## WHAT YOU WILL DO:
For this exercise, write out each entry below exactly as it reads.

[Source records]
****************************************

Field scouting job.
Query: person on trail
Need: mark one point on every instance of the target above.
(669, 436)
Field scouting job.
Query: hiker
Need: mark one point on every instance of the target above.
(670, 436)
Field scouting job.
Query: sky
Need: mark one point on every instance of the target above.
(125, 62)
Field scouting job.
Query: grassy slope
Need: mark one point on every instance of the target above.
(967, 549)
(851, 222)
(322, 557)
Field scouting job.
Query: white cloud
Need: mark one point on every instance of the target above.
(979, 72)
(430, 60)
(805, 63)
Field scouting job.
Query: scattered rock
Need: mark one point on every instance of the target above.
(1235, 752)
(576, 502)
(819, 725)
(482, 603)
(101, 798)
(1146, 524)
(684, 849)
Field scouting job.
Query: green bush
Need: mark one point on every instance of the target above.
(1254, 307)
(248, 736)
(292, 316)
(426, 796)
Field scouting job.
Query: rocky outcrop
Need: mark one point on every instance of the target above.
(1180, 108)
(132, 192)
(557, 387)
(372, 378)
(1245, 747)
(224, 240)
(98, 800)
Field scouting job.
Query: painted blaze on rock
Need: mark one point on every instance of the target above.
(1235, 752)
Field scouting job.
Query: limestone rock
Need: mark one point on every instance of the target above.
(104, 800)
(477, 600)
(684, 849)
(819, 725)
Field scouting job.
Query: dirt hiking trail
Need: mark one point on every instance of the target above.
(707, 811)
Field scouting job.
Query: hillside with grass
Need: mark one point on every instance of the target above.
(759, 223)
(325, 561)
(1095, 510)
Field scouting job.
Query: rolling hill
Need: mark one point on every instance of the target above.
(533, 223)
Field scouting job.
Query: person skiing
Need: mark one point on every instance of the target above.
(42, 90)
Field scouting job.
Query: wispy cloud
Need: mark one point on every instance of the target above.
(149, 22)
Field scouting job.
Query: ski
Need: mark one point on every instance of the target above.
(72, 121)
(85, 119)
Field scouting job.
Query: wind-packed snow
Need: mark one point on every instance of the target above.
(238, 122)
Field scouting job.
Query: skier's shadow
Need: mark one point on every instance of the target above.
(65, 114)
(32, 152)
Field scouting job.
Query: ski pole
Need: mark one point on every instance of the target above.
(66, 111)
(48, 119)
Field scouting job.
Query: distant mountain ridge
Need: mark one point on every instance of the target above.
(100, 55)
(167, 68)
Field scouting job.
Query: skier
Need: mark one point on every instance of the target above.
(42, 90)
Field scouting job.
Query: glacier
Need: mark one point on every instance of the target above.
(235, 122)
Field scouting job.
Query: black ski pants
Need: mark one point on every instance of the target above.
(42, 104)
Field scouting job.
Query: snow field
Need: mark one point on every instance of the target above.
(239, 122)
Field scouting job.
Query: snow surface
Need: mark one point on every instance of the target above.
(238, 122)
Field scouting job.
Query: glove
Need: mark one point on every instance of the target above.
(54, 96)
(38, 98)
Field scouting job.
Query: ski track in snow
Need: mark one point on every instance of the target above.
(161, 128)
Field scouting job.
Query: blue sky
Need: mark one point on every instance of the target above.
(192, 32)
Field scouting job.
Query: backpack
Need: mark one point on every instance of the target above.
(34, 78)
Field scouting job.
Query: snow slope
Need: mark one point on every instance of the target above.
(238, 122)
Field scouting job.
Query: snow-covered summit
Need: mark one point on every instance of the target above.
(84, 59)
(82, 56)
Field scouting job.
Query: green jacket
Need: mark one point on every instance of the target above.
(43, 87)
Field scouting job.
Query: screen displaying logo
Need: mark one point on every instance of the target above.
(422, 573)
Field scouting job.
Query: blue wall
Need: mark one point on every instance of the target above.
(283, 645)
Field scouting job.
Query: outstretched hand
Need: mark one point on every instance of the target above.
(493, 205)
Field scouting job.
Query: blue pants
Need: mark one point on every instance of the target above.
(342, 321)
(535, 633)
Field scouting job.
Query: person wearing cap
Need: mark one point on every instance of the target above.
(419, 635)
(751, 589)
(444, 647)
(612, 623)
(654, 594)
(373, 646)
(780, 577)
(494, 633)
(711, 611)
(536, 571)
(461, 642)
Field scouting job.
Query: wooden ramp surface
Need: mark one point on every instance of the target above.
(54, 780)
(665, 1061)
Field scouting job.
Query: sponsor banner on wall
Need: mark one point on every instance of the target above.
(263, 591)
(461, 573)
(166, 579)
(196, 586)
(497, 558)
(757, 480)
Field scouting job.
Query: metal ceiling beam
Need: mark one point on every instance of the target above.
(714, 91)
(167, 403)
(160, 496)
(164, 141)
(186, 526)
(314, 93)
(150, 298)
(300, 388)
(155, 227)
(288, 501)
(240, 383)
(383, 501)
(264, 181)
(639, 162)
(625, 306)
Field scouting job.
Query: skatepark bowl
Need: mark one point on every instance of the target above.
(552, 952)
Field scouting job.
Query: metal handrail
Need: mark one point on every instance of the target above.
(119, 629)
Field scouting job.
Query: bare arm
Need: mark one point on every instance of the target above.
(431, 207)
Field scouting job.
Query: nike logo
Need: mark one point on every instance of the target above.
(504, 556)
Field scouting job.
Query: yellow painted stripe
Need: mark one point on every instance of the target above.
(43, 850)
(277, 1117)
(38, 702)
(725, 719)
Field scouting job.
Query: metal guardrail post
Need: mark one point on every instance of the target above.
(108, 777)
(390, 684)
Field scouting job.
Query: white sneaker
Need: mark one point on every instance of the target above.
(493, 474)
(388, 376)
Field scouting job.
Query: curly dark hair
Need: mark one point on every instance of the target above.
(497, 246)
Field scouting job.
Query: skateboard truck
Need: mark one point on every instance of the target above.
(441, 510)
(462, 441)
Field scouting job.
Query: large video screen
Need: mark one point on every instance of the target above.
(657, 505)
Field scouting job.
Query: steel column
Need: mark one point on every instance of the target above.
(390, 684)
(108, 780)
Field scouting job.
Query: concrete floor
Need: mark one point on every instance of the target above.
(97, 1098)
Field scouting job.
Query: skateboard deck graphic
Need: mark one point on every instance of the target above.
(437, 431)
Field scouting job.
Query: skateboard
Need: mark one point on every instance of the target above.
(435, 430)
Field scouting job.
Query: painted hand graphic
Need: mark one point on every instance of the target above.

****************************************

## RESULT FOR THIS EXERCISE:
Field scouting job.
Query: person on trail
Need: mark one point on every instance of the target above.
(669, 436)
Field scouting job.
Query: hiker
Need: mark one point on every instance of the target above.
(670, 436)
Field scouting job.
Query: sky
Need: mark one point on every instance of the target above.
(125, 62)
Field scouting job.
Query: grassy slope
Need: mark one point on every instance of the target above.
(967, 549)
(851, 222)
(322, 557)
Field scouting job.
Query: white cloud
Need: mark one point on every instance of the target above.
(979, 72)
(430, 60)
(805, 63)
Field scouting job.
Query: scattered rock
Need: mark one point on every instance of the target above.
(1235, 752)
(576, 502)
(819, 725)
(482, 603)
(101, 798)
(1146, 524)
(684, 849)
Field scouting job.
Query: green bush
Need: mark one point on every instance of the target above.
(1254, 307)
(248, 736)
(292, 316)
(426, 796)
Field scouting job.
Query: rocky outcrop
Need: mark one point on every instance of the target above.
(1180, 108)
(132, 192)
(557, 387)
(372, 378)
(1245, 747)
(224, 240)
(98, 800)
Field scouting job.
Query: painted blaze on rock
Need: mark one point on every instance of the target above.
(1235, 752)
Field scouting job.
Query: limestone rock
Need: mark one point on every instance of the target above.
(104, 800)
(477, 600)
(684, 849)
(819, 725)
Field scouting job.
Query: dirt hiking trail
Need: mark one point on every instance of the target above.
(707, 811)
Field scouting job.
Query: hillside with grass
Need: mark one point on every instance of the target above.
(759, 223)
(325, 561)
(1095, 510)
Field scouting job.
Query: rolling hill
Need: mark one point on every instance of the target above.
(533, 223)
Field scouting job.
Query: person skiing
Need: mark one point on every instance of the target above.
(42, 90)
Field scouting job.
Query: wispy cloud
Need: mark one point on every instance of the target above.
(149, 22)
Field scouting job.
Query: ski
Need: mark one point on every instance of the target above.
(72, 121)
(85, 119)
Field scouting job.
Query: wind-packed snow
Need: mark one point on every instance of the target above.
(238, 122)
Field scouting job.
Query: skier's shadow
Need: mark one point on every instance of the target above.
(65, 114)
(32, 152)
Field scouting job.
Query: ski pole
Need: mark one point on every instance of the target above.
(66, 111)
(48, 119)
Field scouting job.
Query: distant mountain ridge
Need: mark one point on every instance of the target above.
(100, 55)
(167, 68)
Field scouting job.
Query: skier
Need: mark one point on every instance of the target above.
(42, 90)
Field scouting job.
Query: glacier
Need: mark one point on every instance of the target above.
(235, 122)
Field scouting job.
Query: black ski pants
Need: mark one point on every instance of the target above.
(42, 104)
Field scouting job.
Query: snow field
Need: mark one point on every instance of the target above.
(239, 122)
Field scouting job.
Query: snow surface
Need: mark one point on every instance of the target above.
(238, 122)
Field scouting job.
Query: glove
Need: mark one point on every instance of the target above.
(54, 96)
(38, 98)
Field scouting job.
Query: ski track in snow
Need: mark one point on every instance of the target above.
(161, 128)
Field scouting job.
Query: blue sky
Need: mark one point on every instance of the target above.
(192, 32)
Field scouting job.
Query: backpack
Need: mark one point on every instance of the target above.
(34, 78)
Field scouting job.
Query: snow slope
Need: mark one point on every instance of the target above.
(238, 122)
Field scouting job.
Query: snow-covered summit
Need: mark one point on every instance of the target above.
(84, 59)
(82, 56)
Field scouting job.
Query: green jacket
Need: mark one point on every instance of the target above.
(43, 87)
Field scouting job.
Query: screen displaying logo
Need: mark one point on every instance of the target above.
(422, 573)
Field scouting job.
Query: blue wall
Need: mark one point on every instance of the target above.
(283, 645)
Field scouting job.
Query: outstretched hand
Need: mark one point on every instance of the target above.
(493, 205)
Field scouting job.
Query: blue pants
Need: mark one point on every instance of the target above.
(342, 321)
(535, 633)
Field scouting job.
Query: person wearing cap
Need: mark one point on every instance of the target above.
(419, 635)
(751, 589)
(444, 647)
(612, 623)
(654, 594)
(373, 646)
(780, 577)
(494, 633)
(711, 611)
(536, 571)
(461, 642)
Field scouting job.
Query: wooden ramp surface
Need: mark one point on every instance of the target above.
(54, 780)
(665, 1061)
Field scouting job.
Query: sponsor banner on wall
Need: mark one point on every instance of the target above.
(263, 591)
(461, 573)
(166, 579)
(196, 586)
(497, 558)
(757, 480)
Field scouting job.
Query: metal ceiling beam
Need: mark one point on every instance of the target above.
(714, 91)
(167, 403)
(160, 496)
(164, 141)
(186, 526)
(314, 93)
(150, 298)
(300, 388)
(155, 227)
(288, 501)
(240, 383)
(383, 501)
(264, 181)
(639, 162)
(625, 306)
Field scouting job.
Query: skatepark bowl
Need: mark one point on every instance of the target above.
(552, 952)
Field scouting job.
Query: metal handrail
Need: mark one point on every instance of the target above.
(119, 629)
Field scouting job.
Query: bare arm
Need: mark one point on every instance of the target above.
(431, 207)
Field scouting job.
Query: nike logo
Need: mark one point on every instance of the target above.
(504, 556)
Field scouting job.
Query: yellow painted stripe
Need: mark one point on every instance of the target above.
(43, 850)
(277, 1117)
(38, 702)
(725, 719)
Field scouting job.
Query: metal guardrail post
Need: mark one point on every instance of the target above.
(108, 777)
(390, 684)
Field scouting job.
Query: white sneaker
Need: mark one point on every instance of the target above.
(493, 474)
(388, 376)
Field scouting job.
Query: curly dark hair
Need: mark one point on every instance of the target above.
(497, 246)
Field scouting job.
Query: skateboard truck
Need: mark one point on every instance of the target above.
(441, 510)
(462, 441)
Field scouting job.
Query: large video screen
Need: mark one point on every instance of the target above.
(657, 505)
Field scouting job.
Query: steel column
Need: mark one point on every instance of the target above.
(390, 684)
(108, 780)
Field scouting job.
Query: concrete floor
Need: mark one point on every instance of the target above.
(97, 1098)
Field scouting job.
Query: skateboard deck graphic
Need: mark one point on every instance of the target above.
(437, 431)
Field scouting job.
Query: skateboard
Need: mark one point on every instance of the target above.
(435, 430)
Field scouting job.
Query: painted hand graphic
Need: mark one point on every instance of the target above.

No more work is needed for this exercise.